PROBLEM REQUIREMENTS: Count the lines below that contain the string "find" and give only that number.
——————
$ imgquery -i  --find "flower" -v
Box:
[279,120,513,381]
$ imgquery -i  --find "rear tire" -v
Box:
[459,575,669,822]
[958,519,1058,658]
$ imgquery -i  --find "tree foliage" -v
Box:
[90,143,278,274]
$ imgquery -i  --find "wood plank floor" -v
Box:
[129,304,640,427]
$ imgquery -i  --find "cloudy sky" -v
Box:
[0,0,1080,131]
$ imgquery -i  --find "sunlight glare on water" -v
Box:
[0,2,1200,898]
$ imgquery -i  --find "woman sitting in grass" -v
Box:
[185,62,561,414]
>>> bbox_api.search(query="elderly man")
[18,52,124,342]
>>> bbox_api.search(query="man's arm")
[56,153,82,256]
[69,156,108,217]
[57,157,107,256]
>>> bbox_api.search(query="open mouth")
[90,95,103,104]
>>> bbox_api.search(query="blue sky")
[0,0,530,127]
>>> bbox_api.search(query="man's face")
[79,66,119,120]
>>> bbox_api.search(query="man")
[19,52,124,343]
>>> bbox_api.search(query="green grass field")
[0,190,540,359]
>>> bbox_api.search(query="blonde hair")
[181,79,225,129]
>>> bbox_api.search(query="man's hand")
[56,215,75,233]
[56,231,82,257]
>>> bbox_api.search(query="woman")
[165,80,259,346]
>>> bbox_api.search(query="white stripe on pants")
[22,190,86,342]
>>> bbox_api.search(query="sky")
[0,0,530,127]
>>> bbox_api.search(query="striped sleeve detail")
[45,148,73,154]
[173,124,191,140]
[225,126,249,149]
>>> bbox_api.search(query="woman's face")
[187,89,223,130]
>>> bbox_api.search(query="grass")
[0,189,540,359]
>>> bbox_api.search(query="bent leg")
——————
TASK RESPONSE: 7